## Opdracht
Som alle overschotten op die de tekst over de Hongerwinter en het verzet van de boeren tussen aanhalingstekens noemt.

## Leestekst
**********

EN HET VERZET VAN DE BOEREN
Als tienjarige maakten we met ons gezin de Hongerwinter door in ons evacuatieadres in een schooltje Oostelijk van Apeldoorn. ’s Avonds kwam een paard en wagen langs met een kleine gamel warm “eten”. Dat was meestal groen water, dat moest doorgaan voor erwtensoep. Het brood leek wat meer op stopverf. Ik weet dus goed wat voedselschaarste is. Ook na de bevrijding bleef veel nog lang op de bon. Dat heet voedseldistributie.
Veel boeren, die nu zo protesteren hebben geen idee van voedselschaarste. Ook tijdens de oorlog waren er in boerengezinnen geen tekorten. Het beleid van de regering was na de oorlog gericht op voldoende voedsel tegen aanvaardbare prijzen. Na het tot stand komen van de Europese Economische Gemeenschap (EEG) werd landbouw een Europese zaak. Ook nu was het beleid gericht op voldoende voedsel tegen aanvaardbare prijzen. Al snel was er geen sprake meer van tekorten en vervolgens werden overschotten een probleem. We hadden ‘melkplassen, boterbergen en vleesbergen’. Koelhuizen lagen overvol. Om het een beetje in de hand te houden kregen we het systeem van melkquota. Als een boer meer produceerde dan het vastgestelde quotum kreeg hij een strafkorting.

**********

Records die benoemde objecten aanwijzen

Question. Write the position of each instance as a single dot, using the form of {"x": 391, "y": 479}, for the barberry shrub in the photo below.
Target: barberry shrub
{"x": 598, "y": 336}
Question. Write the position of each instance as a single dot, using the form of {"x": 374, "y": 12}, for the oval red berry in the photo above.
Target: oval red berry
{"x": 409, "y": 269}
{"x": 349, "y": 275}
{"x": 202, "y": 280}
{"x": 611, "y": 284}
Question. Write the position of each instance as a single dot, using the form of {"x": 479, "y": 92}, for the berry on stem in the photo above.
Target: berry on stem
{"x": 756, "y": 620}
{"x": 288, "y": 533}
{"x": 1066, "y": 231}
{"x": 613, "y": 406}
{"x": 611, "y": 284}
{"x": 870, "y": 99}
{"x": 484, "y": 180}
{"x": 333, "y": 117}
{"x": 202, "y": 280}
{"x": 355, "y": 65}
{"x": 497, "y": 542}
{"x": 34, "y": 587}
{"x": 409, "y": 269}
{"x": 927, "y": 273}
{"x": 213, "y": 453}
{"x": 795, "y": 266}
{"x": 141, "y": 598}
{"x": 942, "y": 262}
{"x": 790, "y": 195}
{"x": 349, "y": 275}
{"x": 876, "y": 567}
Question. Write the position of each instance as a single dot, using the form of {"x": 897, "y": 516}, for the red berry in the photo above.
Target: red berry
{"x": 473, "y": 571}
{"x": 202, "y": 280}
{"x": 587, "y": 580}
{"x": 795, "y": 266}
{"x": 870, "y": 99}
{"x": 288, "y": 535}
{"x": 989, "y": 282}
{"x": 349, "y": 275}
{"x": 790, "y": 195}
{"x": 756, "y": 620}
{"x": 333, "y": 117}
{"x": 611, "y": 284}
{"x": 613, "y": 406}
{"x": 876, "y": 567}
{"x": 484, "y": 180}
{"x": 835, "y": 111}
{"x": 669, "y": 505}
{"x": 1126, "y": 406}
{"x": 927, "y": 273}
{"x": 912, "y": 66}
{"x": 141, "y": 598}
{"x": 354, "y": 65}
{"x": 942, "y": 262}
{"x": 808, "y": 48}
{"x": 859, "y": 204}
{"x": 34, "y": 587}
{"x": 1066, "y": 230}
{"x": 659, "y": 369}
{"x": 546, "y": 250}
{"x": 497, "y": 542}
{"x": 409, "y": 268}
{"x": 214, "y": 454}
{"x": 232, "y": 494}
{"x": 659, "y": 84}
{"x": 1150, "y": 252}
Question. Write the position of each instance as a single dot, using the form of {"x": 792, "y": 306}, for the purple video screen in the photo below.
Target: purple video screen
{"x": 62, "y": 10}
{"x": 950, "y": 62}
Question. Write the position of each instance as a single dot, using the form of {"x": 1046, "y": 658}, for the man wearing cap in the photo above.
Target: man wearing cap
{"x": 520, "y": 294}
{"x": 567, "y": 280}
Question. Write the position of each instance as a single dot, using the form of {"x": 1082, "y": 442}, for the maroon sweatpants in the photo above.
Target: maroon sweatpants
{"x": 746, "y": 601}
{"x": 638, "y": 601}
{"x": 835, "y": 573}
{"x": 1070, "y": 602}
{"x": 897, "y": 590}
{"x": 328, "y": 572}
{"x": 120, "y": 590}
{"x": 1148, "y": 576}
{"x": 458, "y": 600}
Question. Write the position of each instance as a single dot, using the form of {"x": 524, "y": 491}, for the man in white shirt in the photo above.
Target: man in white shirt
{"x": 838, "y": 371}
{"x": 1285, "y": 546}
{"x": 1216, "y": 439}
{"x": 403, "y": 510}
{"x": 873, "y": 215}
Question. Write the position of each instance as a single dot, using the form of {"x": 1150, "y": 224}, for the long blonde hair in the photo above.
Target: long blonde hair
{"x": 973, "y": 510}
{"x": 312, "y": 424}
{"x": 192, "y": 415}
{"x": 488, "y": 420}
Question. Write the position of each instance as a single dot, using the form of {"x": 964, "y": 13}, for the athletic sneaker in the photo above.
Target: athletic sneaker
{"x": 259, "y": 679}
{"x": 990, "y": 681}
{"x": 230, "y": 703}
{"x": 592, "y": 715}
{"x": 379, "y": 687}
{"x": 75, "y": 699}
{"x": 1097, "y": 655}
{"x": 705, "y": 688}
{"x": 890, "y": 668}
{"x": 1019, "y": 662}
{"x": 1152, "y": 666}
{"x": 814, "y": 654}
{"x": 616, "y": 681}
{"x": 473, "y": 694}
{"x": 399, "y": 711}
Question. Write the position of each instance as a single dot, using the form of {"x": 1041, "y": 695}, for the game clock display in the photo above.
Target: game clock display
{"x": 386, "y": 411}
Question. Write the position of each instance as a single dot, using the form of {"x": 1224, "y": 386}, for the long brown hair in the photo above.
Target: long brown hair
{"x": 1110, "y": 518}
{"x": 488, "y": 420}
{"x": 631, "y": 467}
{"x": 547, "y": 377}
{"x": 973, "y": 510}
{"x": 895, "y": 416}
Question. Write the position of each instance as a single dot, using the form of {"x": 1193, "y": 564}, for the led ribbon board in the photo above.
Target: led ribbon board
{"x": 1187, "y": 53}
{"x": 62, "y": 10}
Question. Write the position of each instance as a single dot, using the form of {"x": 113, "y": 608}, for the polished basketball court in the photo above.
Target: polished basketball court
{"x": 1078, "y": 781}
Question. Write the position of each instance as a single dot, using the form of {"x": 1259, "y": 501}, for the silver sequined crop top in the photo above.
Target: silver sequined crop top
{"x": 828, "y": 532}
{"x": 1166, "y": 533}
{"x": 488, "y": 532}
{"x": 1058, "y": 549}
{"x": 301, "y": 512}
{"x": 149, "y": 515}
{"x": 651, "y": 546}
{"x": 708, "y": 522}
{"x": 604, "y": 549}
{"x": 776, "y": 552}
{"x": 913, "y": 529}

**********

## Antwoord
melkplassen, boterbergen en vleesbergen